GIVEN PROBLEM: Every line from the line containing "point: tall grass" through the final line of the data is to be printed exactly; no other line is to appear.

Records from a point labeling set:
START

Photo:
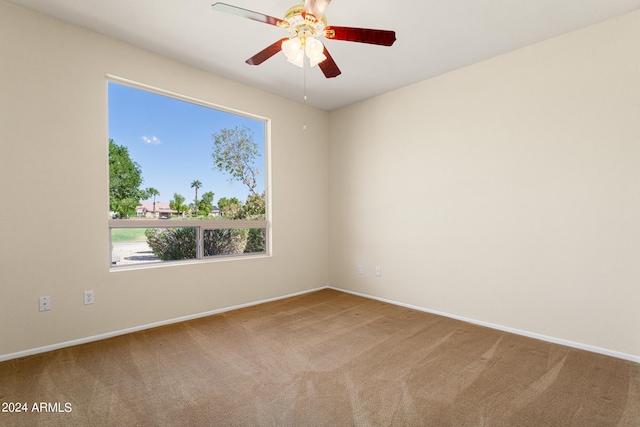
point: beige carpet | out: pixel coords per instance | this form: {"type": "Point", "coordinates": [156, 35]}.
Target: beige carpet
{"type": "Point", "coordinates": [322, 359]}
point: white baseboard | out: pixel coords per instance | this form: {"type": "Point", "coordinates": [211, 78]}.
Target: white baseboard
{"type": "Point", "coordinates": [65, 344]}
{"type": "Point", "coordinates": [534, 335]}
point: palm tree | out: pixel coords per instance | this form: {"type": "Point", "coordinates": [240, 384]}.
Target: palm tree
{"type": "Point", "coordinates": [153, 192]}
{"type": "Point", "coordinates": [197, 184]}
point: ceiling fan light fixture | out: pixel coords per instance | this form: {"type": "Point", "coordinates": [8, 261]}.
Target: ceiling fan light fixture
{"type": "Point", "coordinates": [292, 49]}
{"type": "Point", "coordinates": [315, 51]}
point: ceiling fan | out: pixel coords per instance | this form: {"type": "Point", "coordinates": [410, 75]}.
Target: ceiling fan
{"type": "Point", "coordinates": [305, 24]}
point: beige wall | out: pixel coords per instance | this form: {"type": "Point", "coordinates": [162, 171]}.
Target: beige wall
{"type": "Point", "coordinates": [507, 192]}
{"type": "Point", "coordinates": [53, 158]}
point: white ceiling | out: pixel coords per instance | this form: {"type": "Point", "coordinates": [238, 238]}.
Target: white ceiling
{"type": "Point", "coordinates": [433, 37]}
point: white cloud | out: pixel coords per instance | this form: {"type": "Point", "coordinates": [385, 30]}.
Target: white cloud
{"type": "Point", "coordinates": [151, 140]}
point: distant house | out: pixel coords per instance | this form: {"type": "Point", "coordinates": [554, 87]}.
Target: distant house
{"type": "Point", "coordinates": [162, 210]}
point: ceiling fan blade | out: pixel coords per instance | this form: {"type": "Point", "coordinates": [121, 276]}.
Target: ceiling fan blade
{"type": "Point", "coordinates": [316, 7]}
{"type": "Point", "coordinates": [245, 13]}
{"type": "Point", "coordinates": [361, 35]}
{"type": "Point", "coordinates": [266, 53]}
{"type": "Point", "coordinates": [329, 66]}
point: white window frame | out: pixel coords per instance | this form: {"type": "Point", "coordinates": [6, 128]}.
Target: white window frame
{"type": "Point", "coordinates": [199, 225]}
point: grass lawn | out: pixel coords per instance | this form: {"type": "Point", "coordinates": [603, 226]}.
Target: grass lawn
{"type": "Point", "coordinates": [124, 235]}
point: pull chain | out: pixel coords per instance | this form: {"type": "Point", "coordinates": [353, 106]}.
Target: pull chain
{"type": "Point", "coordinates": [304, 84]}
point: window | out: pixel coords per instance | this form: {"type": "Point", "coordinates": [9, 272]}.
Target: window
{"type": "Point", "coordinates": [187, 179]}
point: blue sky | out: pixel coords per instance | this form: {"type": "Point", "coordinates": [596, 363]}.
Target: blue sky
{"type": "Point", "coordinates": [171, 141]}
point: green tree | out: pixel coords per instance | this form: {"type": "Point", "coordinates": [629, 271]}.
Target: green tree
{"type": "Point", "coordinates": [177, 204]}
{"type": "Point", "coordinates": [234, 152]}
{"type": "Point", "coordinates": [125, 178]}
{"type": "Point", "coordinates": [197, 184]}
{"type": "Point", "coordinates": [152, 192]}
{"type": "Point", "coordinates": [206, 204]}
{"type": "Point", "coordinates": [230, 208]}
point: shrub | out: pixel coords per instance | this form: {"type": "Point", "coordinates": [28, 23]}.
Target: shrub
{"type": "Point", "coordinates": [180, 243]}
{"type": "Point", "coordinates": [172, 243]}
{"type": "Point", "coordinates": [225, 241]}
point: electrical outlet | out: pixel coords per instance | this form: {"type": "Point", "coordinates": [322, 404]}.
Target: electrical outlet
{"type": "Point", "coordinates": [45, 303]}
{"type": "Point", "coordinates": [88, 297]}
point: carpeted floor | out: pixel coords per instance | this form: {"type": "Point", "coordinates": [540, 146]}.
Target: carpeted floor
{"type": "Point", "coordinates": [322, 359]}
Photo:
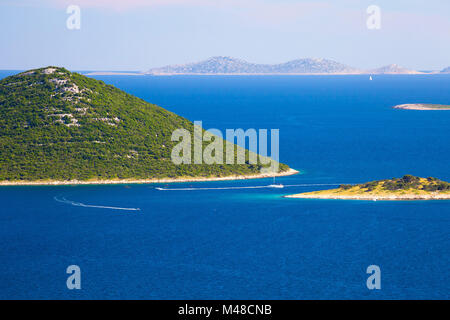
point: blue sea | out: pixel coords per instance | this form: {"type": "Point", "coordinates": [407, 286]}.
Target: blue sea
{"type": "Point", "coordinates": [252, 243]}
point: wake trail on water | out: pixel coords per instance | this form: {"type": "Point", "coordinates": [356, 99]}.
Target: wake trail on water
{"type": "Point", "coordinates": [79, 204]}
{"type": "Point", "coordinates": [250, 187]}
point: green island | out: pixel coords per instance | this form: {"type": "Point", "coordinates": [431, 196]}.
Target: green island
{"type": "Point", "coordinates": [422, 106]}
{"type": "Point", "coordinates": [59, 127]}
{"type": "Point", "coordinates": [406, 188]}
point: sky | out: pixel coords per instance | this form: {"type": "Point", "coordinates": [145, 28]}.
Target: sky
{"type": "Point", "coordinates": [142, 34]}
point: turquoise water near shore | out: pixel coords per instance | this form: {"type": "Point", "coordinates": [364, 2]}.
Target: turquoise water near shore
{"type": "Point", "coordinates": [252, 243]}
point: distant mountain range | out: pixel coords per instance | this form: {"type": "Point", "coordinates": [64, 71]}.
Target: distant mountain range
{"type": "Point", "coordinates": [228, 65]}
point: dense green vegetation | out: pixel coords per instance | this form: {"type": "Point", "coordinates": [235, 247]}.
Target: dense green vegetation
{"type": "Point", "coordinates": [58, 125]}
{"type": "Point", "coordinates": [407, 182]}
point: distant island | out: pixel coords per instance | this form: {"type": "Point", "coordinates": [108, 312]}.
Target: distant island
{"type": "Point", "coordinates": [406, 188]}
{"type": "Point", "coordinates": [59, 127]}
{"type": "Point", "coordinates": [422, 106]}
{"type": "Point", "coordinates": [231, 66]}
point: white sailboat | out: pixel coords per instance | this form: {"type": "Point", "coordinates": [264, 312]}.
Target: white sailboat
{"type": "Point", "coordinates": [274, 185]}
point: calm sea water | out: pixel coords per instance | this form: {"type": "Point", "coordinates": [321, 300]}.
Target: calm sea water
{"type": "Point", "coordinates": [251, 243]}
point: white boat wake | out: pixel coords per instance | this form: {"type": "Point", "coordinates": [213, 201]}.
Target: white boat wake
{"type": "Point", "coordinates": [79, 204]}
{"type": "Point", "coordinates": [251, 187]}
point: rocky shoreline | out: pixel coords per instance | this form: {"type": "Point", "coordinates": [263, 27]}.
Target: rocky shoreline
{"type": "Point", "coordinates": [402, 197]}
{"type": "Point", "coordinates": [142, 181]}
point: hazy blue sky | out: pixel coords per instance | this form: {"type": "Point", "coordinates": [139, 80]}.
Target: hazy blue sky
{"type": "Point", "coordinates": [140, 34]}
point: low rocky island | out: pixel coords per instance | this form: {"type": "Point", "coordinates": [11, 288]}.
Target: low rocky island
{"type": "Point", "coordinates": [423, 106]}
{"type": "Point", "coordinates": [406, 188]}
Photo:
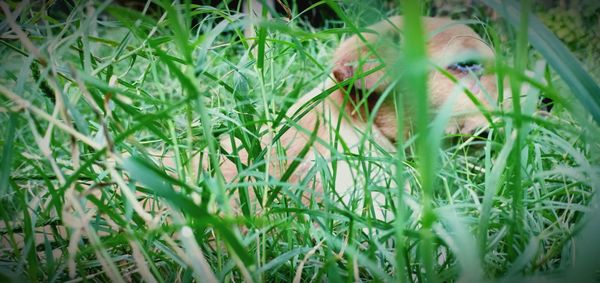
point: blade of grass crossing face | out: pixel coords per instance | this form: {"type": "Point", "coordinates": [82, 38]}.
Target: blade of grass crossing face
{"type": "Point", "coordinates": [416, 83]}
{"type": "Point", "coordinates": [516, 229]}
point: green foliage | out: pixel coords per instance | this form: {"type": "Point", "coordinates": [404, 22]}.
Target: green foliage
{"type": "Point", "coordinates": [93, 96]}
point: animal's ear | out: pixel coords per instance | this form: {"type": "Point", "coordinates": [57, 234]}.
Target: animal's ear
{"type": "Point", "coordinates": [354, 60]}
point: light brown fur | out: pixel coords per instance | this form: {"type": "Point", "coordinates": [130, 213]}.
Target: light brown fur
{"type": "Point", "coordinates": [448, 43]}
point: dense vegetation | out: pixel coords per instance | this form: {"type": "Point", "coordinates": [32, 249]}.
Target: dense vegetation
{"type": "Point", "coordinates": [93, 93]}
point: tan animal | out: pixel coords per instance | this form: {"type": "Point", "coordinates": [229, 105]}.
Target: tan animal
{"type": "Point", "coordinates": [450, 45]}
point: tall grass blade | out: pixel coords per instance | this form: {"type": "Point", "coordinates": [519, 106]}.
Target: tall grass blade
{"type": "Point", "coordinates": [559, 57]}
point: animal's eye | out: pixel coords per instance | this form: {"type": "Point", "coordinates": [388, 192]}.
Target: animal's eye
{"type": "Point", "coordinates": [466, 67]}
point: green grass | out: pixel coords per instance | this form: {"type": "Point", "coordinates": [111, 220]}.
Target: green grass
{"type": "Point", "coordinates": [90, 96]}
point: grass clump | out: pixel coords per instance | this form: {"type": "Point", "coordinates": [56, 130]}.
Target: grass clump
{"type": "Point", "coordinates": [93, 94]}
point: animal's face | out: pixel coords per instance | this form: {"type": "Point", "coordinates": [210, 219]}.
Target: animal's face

END

RESPONSE:
point: tall grass blade | out: pixel coords per instance | this form: {"type": "Point", "coordinates": [519, 106]}.
Target: tall grass blade
{"type": "Point", "coordinates": [559, 57]}
point: animal's eye | out: pixel coords per instance | this form: {"type": "Point", "coordinates": [388, 192]}.
Target: animal's eye
{"type": "Point", "coordinates": [466, 67]}
point: green grass | out: pixel coords per instance | this form: {"type": "Point", "coordinates": [111, 220]}.
Target: green grass
{"type": "Point", "coordinates": [90, 96]}
point: grass clump | out: pixel coords per instance | this form: {"type": "Point", "coordinates": [56, 130]}.
Target: grass clump
{"type": "Point", "coordinates": [93, 94]}
point: animal's face | out: pixel coords per instance | this form: {"type": "Point", "coordinates": [210, 219]}.
Target: animal's face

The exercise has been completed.